Given data:
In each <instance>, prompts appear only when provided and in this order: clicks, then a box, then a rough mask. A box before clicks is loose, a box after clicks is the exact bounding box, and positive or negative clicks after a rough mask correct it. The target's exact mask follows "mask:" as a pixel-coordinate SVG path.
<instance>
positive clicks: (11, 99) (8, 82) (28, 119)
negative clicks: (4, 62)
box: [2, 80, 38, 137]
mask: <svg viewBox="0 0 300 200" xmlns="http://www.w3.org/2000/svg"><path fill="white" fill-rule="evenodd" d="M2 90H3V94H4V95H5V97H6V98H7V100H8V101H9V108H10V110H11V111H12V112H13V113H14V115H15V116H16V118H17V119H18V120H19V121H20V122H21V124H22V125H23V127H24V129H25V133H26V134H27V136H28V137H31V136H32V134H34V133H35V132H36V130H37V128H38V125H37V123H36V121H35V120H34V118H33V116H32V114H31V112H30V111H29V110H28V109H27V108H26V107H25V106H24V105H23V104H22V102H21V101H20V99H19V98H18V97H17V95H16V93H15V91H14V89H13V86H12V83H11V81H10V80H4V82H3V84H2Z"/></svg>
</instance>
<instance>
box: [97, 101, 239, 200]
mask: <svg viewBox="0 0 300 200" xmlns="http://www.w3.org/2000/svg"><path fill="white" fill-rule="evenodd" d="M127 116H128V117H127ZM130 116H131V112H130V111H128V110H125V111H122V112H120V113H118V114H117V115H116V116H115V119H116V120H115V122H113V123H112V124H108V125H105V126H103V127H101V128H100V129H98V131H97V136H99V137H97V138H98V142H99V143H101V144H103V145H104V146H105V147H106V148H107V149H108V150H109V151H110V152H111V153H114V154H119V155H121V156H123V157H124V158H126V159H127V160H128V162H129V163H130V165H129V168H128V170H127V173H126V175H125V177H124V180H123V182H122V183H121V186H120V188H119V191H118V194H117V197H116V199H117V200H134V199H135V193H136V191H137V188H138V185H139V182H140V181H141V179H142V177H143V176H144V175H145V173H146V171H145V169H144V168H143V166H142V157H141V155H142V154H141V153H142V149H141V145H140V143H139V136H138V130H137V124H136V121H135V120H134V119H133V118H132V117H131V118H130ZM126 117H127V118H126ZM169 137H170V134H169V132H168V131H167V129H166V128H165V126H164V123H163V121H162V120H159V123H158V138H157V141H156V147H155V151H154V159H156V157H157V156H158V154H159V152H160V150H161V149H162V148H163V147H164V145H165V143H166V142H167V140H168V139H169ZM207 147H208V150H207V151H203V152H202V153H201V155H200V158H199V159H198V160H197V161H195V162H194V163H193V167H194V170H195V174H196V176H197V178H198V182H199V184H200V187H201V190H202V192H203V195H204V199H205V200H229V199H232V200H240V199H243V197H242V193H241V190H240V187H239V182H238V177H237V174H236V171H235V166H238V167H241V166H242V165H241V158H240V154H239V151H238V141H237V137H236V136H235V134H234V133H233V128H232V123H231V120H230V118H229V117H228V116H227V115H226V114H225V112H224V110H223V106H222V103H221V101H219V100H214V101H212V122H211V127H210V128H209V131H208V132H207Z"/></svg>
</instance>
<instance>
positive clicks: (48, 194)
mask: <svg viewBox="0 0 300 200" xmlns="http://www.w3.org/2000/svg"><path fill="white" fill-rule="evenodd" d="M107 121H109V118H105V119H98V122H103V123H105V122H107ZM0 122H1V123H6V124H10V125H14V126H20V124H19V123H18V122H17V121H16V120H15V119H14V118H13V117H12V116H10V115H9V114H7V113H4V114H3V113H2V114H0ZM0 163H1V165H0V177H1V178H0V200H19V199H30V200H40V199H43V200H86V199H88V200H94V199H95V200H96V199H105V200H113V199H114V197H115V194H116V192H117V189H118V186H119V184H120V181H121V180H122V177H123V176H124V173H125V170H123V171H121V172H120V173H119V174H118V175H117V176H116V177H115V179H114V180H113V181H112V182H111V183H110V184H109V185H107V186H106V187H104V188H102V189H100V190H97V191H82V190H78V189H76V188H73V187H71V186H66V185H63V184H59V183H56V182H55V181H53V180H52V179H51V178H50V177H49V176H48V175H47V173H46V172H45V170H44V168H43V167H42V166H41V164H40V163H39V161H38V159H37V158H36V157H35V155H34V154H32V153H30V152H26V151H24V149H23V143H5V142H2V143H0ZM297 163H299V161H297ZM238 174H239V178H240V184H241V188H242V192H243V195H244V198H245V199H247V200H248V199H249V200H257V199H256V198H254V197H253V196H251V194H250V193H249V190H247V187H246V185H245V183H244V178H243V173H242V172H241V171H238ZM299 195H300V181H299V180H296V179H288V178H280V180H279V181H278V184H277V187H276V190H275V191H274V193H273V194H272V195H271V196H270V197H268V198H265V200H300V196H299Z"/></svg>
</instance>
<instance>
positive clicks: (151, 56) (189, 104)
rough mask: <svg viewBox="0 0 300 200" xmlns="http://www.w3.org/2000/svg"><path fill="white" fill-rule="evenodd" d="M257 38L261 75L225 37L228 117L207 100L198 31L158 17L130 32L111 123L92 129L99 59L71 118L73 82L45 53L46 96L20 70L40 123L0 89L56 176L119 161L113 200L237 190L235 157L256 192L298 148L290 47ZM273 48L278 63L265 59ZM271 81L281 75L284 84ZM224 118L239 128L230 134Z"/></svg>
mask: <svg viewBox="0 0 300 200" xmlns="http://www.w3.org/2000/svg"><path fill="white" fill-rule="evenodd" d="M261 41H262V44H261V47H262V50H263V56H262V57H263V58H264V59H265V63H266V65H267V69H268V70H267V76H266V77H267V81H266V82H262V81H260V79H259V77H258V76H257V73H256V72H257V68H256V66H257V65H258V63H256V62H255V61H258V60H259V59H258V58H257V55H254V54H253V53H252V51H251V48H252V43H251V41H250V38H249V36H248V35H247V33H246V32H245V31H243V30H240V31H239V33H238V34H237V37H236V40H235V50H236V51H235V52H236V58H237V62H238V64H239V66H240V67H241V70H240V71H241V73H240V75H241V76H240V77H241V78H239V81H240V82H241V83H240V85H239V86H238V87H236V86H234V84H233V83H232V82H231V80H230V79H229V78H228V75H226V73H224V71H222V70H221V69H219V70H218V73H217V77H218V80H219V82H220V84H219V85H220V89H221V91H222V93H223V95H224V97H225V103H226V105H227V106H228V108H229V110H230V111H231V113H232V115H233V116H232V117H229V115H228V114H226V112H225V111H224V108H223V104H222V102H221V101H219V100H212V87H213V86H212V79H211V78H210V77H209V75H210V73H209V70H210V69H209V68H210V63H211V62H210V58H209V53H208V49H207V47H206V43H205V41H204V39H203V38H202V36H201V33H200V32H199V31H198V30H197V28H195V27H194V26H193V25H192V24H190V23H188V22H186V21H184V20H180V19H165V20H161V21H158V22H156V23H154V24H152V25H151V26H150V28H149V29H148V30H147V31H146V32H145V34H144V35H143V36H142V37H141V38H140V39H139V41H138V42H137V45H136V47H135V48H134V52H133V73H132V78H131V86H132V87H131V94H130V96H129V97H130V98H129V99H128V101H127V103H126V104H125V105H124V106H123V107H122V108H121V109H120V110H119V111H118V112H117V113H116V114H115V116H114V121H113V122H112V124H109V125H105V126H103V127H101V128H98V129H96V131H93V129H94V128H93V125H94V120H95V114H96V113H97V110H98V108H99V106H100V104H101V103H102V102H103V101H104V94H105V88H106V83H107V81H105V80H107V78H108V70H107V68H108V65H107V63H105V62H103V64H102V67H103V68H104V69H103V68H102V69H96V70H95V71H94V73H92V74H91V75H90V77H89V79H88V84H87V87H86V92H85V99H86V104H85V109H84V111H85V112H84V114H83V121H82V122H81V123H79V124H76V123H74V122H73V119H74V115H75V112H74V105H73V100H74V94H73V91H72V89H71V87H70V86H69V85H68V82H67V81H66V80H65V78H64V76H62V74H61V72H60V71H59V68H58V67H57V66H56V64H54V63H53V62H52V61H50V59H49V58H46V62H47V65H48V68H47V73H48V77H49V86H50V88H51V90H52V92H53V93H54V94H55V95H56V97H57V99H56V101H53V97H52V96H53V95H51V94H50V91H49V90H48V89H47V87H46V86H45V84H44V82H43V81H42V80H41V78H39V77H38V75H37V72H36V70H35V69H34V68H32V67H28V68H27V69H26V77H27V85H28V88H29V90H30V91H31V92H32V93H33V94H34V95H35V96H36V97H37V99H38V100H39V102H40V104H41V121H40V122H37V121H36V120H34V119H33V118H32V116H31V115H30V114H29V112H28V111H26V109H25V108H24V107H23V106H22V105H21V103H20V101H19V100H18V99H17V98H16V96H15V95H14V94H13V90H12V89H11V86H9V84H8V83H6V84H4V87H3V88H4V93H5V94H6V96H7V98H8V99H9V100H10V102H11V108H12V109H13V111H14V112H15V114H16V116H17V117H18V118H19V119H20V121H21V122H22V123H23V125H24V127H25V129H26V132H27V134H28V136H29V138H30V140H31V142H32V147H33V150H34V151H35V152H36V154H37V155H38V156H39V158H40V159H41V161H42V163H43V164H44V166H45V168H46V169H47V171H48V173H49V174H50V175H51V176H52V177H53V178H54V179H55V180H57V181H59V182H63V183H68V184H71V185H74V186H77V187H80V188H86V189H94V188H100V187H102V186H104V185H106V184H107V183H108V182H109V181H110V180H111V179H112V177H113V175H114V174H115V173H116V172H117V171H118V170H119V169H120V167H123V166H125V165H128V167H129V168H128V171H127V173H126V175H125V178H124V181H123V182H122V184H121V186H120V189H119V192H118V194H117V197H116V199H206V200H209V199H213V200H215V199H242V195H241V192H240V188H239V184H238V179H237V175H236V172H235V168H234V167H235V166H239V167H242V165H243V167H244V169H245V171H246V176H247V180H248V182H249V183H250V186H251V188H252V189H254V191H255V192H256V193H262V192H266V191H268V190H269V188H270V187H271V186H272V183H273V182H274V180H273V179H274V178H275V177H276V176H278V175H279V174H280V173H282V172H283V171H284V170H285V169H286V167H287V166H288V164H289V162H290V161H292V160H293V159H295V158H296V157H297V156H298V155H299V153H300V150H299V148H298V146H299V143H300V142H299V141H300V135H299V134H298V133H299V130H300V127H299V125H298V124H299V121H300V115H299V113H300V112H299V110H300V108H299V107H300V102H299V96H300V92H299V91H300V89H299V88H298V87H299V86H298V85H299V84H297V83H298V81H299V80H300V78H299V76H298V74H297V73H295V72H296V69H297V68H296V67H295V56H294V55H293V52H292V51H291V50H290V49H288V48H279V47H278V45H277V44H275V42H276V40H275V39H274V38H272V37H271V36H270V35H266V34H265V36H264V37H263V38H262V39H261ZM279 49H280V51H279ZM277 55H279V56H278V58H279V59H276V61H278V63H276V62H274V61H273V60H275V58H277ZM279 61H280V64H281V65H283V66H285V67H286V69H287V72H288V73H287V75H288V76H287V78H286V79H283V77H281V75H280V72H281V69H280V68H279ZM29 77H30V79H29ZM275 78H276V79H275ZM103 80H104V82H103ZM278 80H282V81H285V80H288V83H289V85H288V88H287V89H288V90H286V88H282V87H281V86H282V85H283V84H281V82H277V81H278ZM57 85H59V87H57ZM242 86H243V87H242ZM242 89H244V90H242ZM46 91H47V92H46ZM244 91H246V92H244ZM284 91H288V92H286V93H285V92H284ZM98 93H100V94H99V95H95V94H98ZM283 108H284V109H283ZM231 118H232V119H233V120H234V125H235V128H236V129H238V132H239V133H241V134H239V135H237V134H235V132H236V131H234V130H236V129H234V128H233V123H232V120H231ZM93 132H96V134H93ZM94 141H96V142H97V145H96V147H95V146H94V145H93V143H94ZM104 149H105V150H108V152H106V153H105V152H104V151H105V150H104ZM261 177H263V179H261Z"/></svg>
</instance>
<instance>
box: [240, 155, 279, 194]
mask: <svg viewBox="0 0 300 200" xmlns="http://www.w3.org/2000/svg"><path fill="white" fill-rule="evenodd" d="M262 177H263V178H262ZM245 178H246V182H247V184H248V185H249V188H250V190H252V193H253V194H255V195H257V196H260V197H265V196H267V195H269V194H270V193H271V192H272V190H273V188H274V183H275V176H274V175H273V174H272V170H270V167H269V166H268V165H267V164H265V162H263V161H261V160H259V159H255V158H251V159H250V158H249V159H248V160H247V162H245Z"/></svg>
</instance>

Problem statement:
Determine the number of lines in the records that contain the word "clicks", and provide that number alone.

The answer:
5